Exercise text ▸

────

InEnTec: Back to square one
Richard Clapp moved to Red Bluff for the same reason many people do. The now-retired elementary-school teacher traded in the bustle of the city for the clean air of the country back in 1971, and raised a daughter who now has a family of her own in the modest town of 13,000.
Red Bluff has been growing in recent years—a good thing—with new retail outlets bringing in much-needed sales tax, while the old Victorian buildings have received facelifts, making them more appealing for boutiques in the downtown area.
But it came as a bit of a shock to residents when, two years ago, they discovered the county had approved construction of a huge medical-waste facility that would use a new plasma arc technology to “melt” down tons of waste, including syringes, fluids and even body parts, into a glass-like substance.
The battle between Integrated Environmental Technologies (InEnTec), a company out of Richland, Wash., that specializes in medical-waste treatment, and a small group of residents has raged ever since.
Now, the two sides are going back before the Tehama County Air Pollution Control District hearing board on Monday, Sept. 10, for what will likely be the final decision in a long, back-and-forth battle to keep the facility out of Red Bluff.
“Hopefully they’ll decide that trucking in the state’s medical waste and shooting it up into the air is not a good idea,” said Dan Irving, the local counsel for the ad-hoc group Citizens for Review of Infectious Medical Waste Imports.
Irving told the CN&R this week that one of the main concerns is the potential for radioactive material to make it into the plasma-enhanced melter (PEM) system, a new technology that “glassifies” waste by heating it to temperatures of 2,000 degrees. When properly stored in buckets, radioactive waste is difficult to detect, Irving says, making it easy to slip through to the PEM unit.

────

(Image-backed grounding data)

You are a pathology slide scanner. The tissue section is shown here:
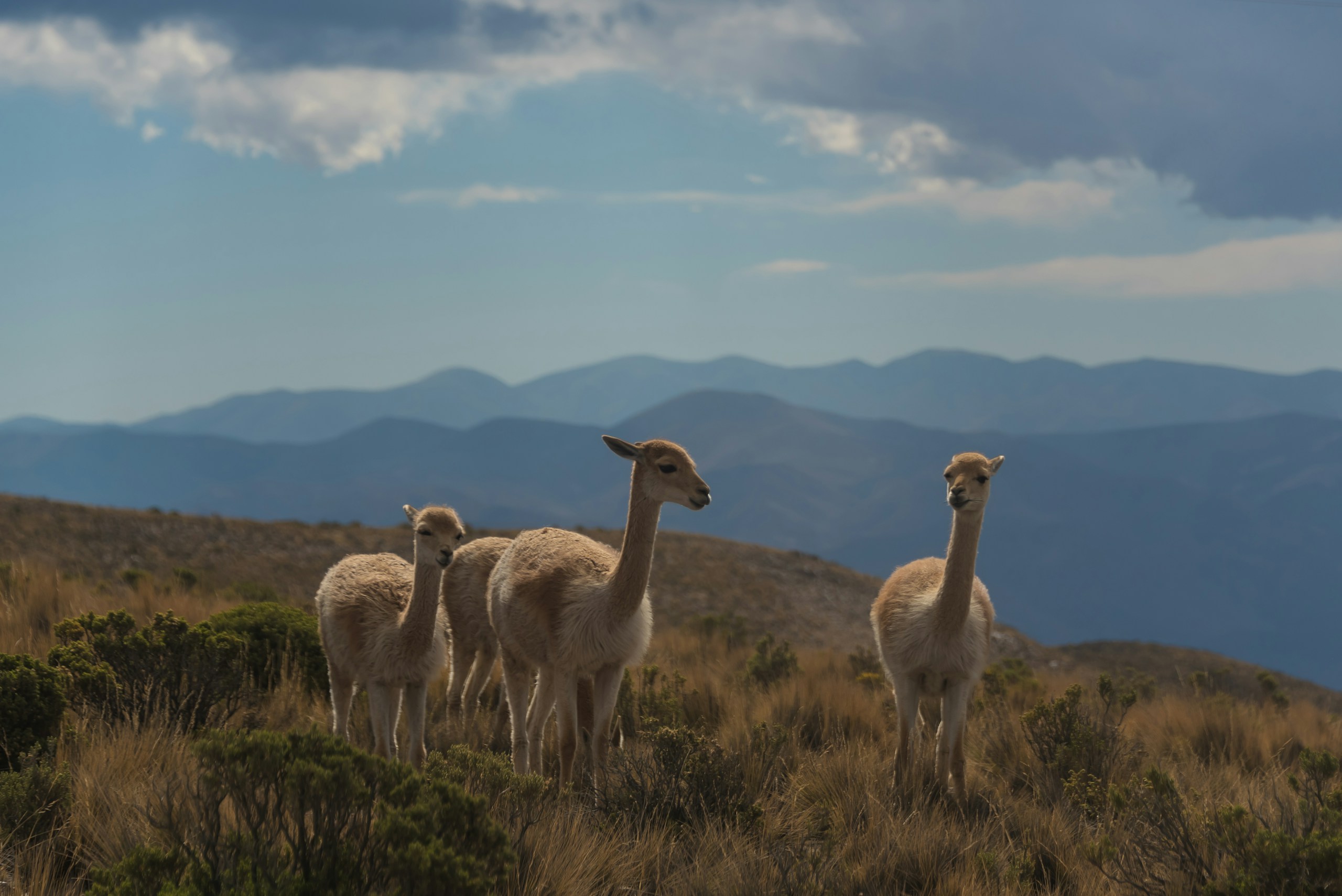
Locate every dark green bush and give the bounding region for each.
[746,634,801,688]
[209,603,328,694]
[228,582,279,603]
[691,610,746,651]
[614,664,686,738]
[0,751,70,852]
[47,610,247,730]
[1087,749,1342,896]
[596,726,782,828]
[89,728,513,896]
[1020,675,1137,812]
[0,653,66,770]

────

Instructions to follow ▸
Copy out the article on the Red Bluff medical-waste facility, starting with "Now, the two" and going on through "Medical Waste Imports.", and swap "hearing board" for "appeals board".

Solution below ▸
Now, the two sides are going back before the Tehama County Air Pollution Control District appeals board on Monday, Sept. 10, for what will likely be the final decision in a long, back-and-forth battle to keep the facility out of Red Bluff.
“Hopefully they’ll decide that trucking in the state’s medical waste and shooting it up into the air is not a good idea,” said Dan Irving, the local counsel for the ad-hoc group Citizens for Review of Infectious Medical Waste Imports.